> [EXERCISE DIRECTIONS]
Write the listing out again word for word. Pictures do not belong in the copy.

>>>

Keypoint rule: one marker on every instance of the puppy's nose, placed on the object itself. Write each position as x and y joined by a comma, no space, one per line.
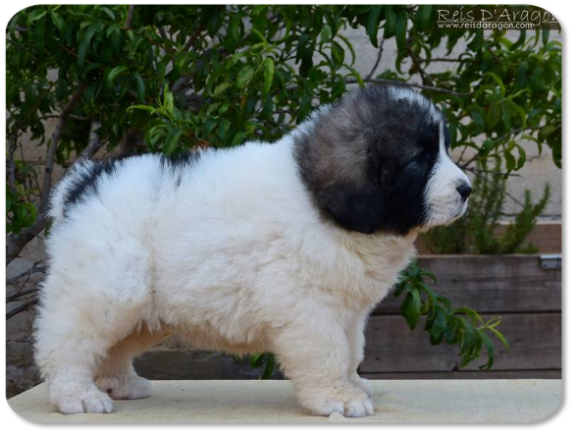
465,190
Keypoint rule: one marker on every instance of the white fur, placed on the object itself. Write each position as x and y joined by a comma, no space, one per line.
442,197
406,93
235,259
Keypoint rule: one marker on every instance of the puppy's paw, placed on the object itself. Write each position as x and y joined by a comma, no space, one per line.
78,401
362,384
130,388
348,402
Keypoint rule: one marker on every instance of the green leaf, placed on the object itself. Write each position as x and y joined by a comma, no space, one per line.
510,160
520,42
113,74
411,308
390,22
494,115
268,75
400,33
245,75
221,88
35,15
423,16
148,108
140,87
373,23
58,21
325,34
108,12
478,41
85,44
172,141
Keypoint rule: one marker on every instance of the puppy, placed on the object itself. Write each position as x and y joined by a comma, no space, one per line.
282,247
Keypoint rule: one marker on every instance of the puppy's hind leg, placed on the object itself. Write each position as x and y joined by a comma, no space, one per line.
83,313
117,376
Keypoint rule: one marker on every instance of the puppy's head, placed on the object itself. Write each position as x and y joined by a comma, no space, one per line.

<<<

> [ANSWER AREA]
Keypoint rule: one marker on every instance of the puppy's nose, placed on the object itself. Write each position as x and y joined by a comma, no space, one per line.
465,190
Keypoint rule: one marker on every instance of the white fur, placed on the object itself. Write each position as x and y joined by a comma, no space, one per line.
442,197
406,93
235,259
Keypoint rule: one marker on every instance of the puppy's paw, placed on the object itself. Write each position as x and y joined by a comma, no space, one per line.
78,401
362,384
130,388
348,402
Keypoint rule: one marker on every instance of the green leaf, placed on the object itself. Write each position as x and y joined by a comma, no space, one per line.
510,160
520,42
113,74
411,308
390,22
494,115
268,75
400,33
245,75
221,88
35,15
423,16
148,108
140,87
373,23
58,21
325,34
108,12
478,41
85,44
172,141
Keypoint rule: one marker on every instance of the puppy, placed on the object itself. Write each position as x and y joined by a comma, no space, one per line.
282,247
Keypoint rule: one marker on every instance of the puppy's hind leg, placed on the object itself. Write each position as x and y joined by a comma, no space, one per line.
83,313
117,376
Keypoint rule: one marker on every instance of the puppy's head, placed on the object itself. Write each position as x and y joined by a comma, no space, one per line.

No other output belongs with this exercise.